(Provided material)
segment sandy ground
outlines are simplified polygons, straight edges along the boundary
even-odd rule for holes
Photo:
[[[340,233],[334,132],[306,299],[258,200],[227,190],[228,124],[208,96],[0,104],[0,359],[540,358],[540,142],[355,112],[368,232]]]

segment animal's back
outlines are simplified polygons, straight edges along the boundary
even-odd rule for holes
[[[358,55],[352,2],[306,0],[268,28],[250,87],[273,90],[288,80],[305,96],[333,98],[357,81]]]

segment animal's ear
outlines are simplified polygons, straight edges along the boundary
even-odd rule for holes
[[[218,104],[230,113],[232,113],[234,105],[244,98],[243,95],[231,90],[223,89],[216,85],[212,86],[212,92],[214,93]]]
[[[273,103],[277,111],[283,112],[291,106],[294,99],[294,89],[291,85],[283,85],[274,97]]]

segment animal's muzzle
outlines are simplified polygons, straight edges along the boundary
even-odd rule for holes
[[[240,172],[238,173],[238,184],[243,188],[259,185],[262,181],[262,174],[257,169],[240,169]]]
(End Provided material)
-- Exercise description --
The response should consist only of the lines from the one containing "segment animal's muzzle" to the end of the material above, both included.

-- Task answer --
segment animal's muzzle
outlines are simplified polygons, straight edges along the boundary
even-odd rule for holes
[[[240,172],[238,173],[238,184],[243,188],[259,185],[262,181],[262,174],[257,169],[240,169]]]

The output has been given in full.